EXERCISE TASK: List every line of the material below that contains the word "fuselage", copying each one in full. Match the word with exact case.

STORED RECORDS:
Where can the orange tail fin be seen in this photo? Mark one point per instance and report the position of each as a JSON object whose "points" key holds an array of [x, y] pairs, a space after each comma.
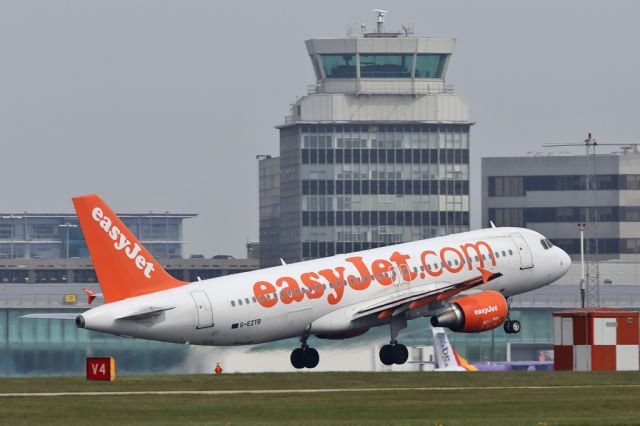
{"points": [[123, 266]]}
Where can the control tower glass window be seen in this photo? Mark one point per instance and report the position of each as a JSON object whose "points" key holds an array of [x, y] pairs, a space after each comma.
{"points": [[386, 66], [430, 65], [339, 66]]}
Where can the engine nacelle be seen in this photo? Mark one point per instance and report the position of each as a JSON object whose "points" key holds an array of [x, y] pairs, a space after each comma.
{"points": [[473, 314]]}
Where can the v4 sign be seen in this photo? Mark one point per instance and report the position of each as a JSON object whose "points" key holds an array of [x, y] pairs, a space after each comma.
{"points": [[101, 369]]}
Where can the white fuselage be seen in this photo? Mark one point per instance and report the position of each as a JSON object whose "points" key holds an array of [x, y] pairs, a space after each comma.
{"points": [[311, 297]]}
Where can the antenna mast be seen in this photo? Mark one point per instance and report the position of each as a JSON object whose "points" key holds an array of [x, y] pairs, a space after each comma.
{"points": [[591, 229]]}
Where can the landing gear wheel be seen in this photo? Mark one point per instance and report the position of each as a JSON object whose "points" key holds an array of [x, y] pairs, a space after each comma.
{"points": [[311, 358], [298, 358], [400, 354], [512, 326], [387, 355]]}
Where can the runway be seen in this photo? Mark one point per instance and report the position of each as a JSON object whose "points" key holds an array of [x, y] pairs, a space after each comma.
{"points": [[311, 391]]}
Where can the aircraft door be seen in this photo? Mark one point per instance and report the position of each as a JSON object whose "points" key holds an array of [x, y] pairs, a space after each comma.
{"points": [[526, 259], [400, 282], [203, 309]]}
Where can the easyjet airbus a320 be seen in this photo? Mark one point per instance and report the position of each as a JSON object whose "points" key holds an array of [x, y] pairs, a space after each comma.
{"points": [[462, 281]]}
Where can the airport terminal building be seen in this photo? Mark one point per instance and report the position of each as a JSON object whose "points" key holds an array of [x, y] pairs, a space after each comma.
{"points": [[377, 153], [547, 193]]}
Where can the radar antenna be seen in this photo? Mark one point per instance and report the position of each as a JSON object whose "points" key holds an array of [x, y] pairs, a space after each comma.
{"points": [[381, 14]]}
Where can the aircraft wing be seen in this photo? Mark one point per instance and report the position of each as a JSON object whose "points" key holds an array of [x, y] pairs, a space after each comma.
{"points": [[421, 296], [146, 313], [53, 315]]}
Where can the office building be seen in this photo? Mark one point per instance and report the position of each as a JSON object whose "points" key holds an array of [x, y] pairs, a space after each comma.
{"points": [[547, 193], [58, 236]]}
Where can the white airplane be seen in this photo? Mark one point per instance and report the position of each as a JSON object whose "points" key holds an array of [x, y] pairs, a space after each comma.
{"points": [[462, 281]]}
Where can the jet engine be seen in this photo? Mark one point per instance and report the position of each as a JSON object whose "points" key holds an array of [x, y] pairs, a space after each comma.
{"points": [[473, 314]]}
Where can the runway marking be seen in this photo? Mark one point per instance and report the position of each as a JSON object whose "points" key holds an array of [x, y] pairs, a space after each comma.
{"points": [[286, 391]]}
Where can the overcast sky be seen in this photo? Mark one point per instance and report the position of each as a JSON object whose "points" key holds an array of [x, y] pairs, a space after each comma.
{"points": [[163, 105]]}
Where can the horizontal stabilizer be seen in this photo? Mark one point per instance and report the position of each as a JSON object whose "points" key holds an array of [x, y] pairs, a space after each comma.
{"points": [[146, 313], [53, 315]]}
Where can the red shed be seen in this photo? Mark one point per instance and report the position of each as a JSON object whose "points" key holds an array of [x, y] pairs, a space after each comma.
{"points": [[596, 339]]}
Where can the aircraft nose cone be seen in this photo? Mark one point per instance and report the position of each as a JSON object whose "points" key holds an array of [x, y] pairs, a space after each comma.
{"points": [[565, 261]]}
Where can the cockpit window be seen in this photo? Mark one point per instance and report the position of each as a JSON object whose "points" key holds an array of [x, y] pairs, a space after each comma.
{"points": [[546, 243]]}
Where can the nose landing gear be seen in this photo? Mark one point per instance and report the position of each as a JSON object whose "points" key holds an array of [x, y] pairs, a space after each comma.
{"points": [[304, 356], [511, 326], [394, 352]]}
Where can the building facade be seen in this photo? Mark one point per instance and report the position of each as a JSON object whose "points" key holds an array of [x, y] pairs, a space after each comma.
{"points": [[58, 236], [376, 154], [547, 193]]}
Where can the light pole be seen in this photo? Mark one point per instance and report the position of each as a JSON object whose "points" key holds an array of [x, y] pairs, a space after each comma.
{"points": [[583, 281], [67, 225], [13, 233]]}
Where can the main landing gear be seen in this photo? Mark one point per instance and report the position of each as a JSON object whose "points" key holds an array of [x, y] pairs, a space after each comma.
{"points": [[304, 356], [511, 326], [394, 352]]}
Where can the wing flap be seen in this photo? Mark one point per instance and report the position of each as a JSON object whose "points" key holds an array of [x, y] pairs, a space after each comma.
{"points": [[146, 313], [53, 315], [414, 300]]}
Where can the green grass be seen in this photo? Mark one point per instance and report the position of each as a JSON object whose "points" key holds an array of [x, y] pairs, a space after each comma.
{"points": [[600, 404]]}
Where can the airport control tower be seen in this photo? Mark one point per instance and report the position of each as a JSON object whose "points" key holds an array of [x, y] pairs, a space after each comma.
{"points": [[377, 153]]}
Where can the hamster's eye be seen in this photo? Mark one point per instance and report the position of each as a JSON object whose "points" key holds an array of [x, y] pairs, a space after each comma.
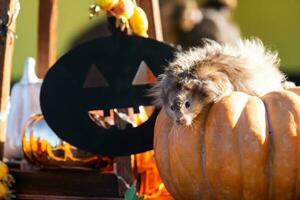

WRITTEN SOLUTION:
Where can the white fuselage be seen in this photo? Mark one point per instance and report the position of each as a JSON object whose "points" key holds an array of [x, y] pairs, a space after each comma.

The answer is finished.